--- Rows ---

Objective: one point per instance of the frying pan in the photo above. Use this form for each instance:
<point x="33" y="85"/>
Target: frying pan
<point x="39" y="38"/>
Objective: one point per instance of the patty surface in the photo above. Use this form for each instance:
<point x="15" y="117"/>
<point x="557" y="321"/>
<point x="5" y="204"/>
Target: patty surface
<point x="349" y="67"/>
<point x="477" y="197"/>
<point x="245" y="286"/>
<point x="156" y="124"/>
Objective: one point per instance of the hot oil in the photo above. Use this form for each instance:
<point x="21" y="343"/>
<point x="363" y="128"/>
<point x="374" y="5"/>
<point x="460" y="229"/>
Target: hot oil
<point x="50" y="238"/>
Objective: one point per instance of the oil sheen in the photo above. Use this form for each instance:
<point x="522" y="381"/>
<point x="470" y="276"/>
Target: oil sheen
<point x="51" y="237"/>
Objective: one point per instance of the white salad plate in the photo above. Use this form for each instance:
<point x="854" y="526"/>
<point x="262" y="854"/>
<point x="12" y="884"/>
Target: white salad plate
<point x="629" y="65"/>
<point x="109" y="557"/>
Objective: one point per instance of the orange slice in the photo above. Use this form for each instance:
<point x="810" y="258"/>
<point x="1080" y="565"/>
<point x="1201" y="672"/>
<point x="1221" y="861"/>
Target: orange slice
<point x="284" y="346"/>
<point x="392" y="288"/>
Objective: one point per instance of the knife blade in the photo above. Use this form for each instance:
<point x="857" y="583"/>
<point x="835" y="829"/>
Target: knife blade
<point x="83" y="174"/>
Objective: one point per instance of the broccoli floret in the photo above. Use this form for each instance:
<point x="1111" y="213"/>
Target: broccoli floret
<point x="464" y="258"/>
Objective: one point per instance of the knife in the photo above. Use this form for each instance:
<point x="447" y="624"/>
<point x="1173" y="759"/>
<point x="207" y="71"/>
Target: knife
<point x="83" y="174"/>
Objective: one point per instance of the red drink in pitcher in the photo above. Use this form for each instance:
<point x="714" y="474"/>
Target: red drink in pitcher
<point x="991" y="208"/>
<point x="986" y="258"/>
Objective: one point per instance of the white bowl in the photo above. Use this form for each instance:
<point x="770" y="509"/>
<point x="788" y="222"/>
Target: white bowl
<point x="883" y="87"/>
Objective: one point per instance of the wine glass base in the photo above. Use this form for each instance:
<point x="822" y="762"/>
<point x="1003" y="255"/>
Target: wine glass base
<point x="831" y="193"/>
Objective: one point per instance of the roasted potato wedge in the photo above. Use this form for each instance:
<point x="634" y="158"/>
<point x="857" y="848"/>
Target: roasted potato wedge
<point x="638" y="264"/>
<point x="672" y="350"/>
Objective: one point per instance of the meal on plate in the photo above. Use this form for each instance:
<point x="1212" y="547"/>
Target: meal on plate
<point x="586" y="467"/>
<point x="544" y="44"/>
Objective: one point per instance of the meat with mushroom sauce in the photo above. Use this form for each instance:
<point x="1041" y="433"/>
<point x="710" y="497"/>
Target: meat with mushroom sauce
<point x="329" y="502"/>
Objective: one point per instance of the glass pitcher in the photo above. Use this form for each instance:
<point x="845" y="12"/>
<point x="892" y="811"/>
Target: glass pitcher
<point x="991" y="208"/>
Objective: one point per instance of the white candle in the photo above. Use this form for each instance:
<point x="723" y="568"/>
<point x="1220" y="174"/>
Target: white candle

---

= Requirements =
Edit the lines running from the one that contains "Objective: one point per instance of the glass" through the end of the listing, inclusive, replacing "glass pitcher" with "ceramic pitcher" and leaving everything else unchanged. Return only those lines.

= Response for this exercise =
Objective: one point per instance of the ceramic pitcher in the photo above. Use this form for each instance:
<point x="845" y="12"/>
<point x="892" y="811"/>
Target: ceramic pitcher
<point x="991" y="208"/>
Objective: one point per instance of the white candle in the photo above. Use this form for each instance:
<point x="723" y="568"/>
<point x="1220" y="174"/>
Target: white candle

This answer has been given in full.